[Условие задания]
Выпишите дословно фрагмент текста о Фемистокле между словами «Героем Саламина был» и «у восточных царей.», включая их.

Героем Саламина был афинский вождь Фемистокл, героем Платеи — спартанский царь Павсаний. Это им больше всего были обязаны греки победой. Но прошло десять лет — и оба они стали изменниками и врагами народа. Старый Солон еще раз оказался прав: видно, от успехов могла кружиться голова не только у восточных царей.

Для Фемистокла этот взлет к успеху был особенно быстр и крут. Он был незнатен и неучен, но талантлив и честолюбив. Неучености своей он не стыдился. Его попрекали: «Ты не умеешь управляться с лирой», — он отвечал: «Зато умею с государством». Его спрашивали: «Кем бы ты хотел быть, Гомером или Ахиллом?» — он отвечал: «А кем бы ты — олимпийским победителем или глашатаем, объявляющим о его победе?» Зато, когда Мильтиад победил при Марафоне, Фемистокл не находил себе места от зависти. Он говорил: «Лавры Мильтиада не дают мне спать».

Теперь он стал самым знаменитым человеком в Греции. После Саламина греческие военачальники устроили голосование, кто из них лучший; каждый назвал лучшим себя, а вторым — Фемистокл а. Награда была присуждена Фемистоклу. Когда он зрителем пришел на Олимпийские игры, ему рукоплескали громче, чем бегунам и колесничникам. Один завистник с маленького острова Сериф сказал ему: «Ты обязан этой славой не себе, а своему городу!» — «Ты прав, — ответил Фемистокл, — ни я бы не прославился на Серифе, ни ты в Афинах».

[Фрагменты записей]
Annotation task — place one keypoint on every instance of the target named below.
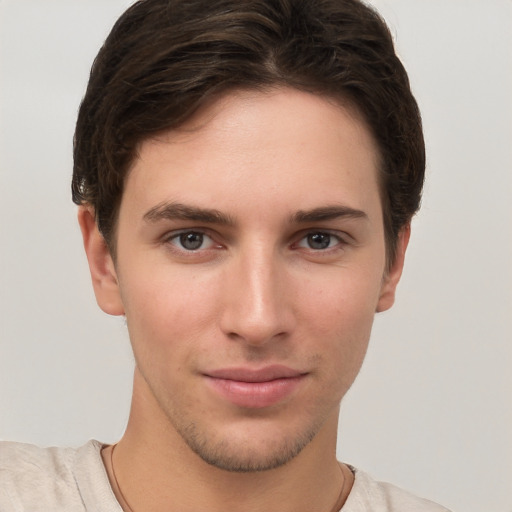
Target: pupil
(319, 240)
(191, 241)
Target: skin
(289, 271)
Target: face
(250, 263)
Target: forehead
(277, 148)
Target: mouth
(255, 388)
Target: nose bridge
(256, 309)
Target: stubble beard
(226, 456)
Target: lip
(255, 388)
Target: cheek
(165, 308)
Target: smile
(255, 389)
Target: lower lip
(255, 395)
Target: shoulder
(369, 494)
(34, 478)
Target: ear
(390, 280)
(101, 264)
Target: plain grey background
(431, 409)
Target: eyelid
(171, 236)
(343, 238)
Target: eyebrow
(324, 213)
(179, 211)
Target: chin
(246, 455)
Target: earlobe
(101, 264)
(392, 277)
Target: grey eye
(191, 240)
(319, 240)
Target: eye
(191, 240)
(319, 240)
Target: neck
(156, 470)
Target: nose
(257, 305)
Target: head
(164, 59)
(247, 172)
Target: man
(246, 173)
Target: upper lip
(264, 374)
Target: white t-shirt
(34, 479)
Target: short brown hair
(165, 58)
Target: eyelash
(178, 238)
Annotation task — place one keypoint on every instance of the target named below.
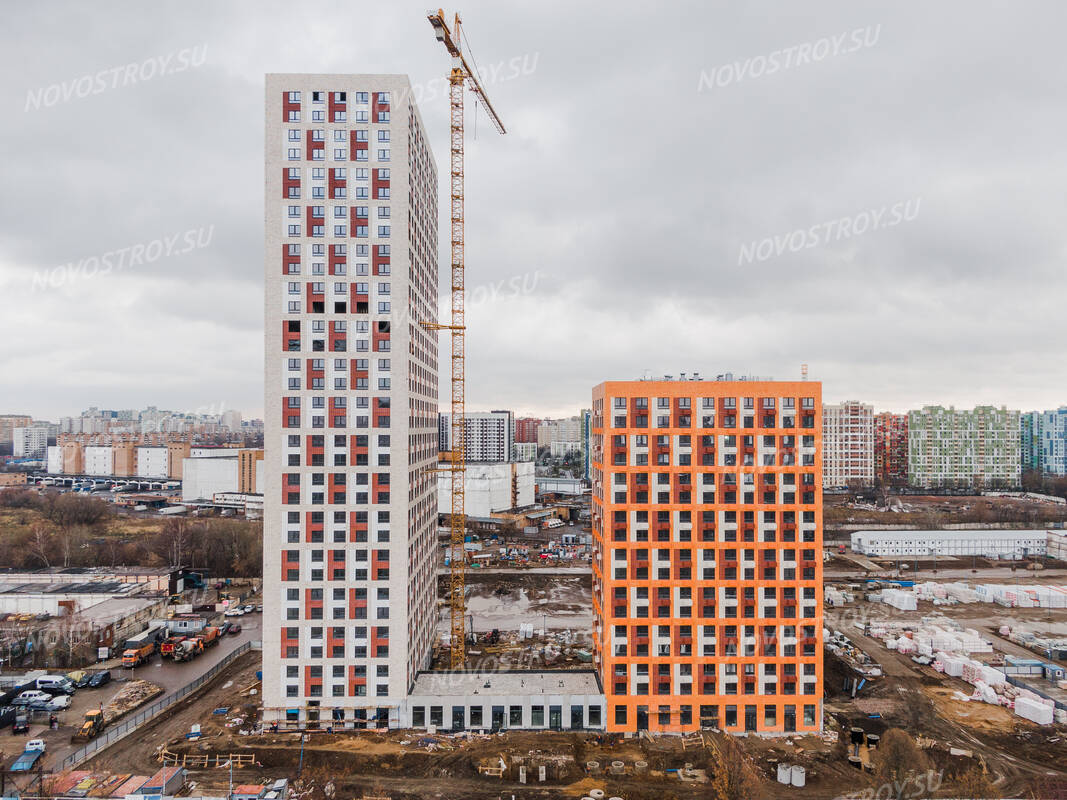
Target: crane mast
(460, 76)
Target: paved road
(168, 674)
(521, 571)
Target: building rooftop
(1000, 533)
(95, 587)
(511, 683)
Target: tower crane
(460, 76)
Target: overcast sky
(876, 190)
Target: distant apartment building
(891, 448)
(1030, 441)
(350, 502)
(8, 425)
(30, 442)
(489, 488)
(964, 448)
(148, 420)
(707, 555)
(847, 444)
(586, 418)
(489, 435)
(524, 451)
(526, 430)
(1052, 433)
(561, 436)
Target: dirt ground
(935, 510)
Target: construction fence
(121, 730)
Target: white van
(54, 684)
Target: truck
(28, 758)
(168, 645)
(193, 580)
(188, 650)
(149, 635)
(133, 657)
(92, 725)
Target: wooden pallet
(195, 761)
(694, 740)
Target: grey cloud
(631, 191)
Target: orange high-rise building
(707, 543)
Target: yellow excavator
(91, 728)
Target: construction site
(712, 651)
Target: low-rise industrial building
(560, 486)
(555, 700)
(1002, 544)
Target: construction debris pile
(131, 696)
(929, 638)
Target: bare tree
(41, 543)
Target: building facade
(490, 435)
(960, 448)
(847, 445)
(587, 436)
(1052, 442)
(707, 555)
(560, 435)
(30, 442)
(9, 422)
(1030, 441)
(351, 424)
(524, 451)
(526, 430)
(490, 488)
(1002, 544)
(891, 448)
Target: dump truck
(136, 656)
(166, 649)
(188, 650)
(92, 725)
(28, 758)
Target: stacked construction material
(898, 598)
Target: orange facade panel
(707, 548)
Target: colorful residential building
(847, 445)
(891, 448)
(706, 558)
(964, 448)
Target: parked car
(56, 684)
(31, 696)
(79, 678)
(59, 703)
(99, 678)
(21, 723)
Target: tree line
(58, 529)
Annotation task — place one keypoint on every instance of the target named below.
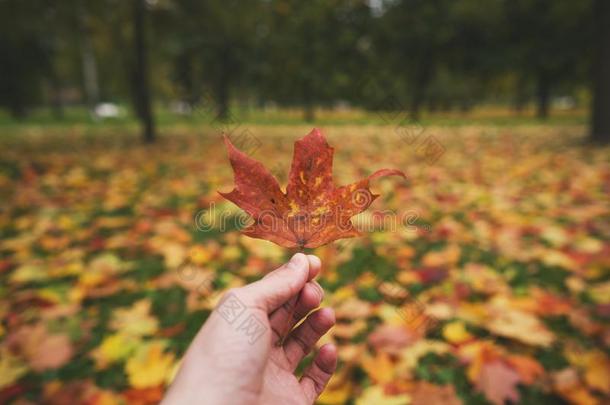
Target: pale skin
(226, 365)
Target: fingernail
(299, 260)
(320, 289)
(314, 261)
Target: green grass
(76, 117)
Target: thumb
(280, 285)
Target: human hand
(239, 356)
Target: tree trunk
(141, 79)
(222, 94)
(420, 86)
(544, 94)
(57, 104)
(600, 122)
(309, 112)
(520, 100)
(89, 64)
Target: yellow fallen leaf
(455, 332)
(114, 348)
(375, 395)
(149, 366)
(136, 320)
(338, 390)
(379, 368)
(11, 368)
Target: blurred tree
(600, 126)
(214, 45)
(309, 49)
(417, 35)
(141, 77)
(24, 57)
(545, 44)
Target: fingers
(319, 372)
(300, 341)
(279, 285)
(284, 318)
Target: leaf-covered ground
(482, 279)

[Ответ]
Героем Саламина был афинский вождь Фемистокл, героем Платеи — спартанский царь Павсаний. Это им больше всего были обязаны греки победой. Но прошло десять лет — и оба они стали изменниками и врагами народа. Старый Солон еще раз оказался прав: видно, от успехов могла кружиться голова не только у восточных царей.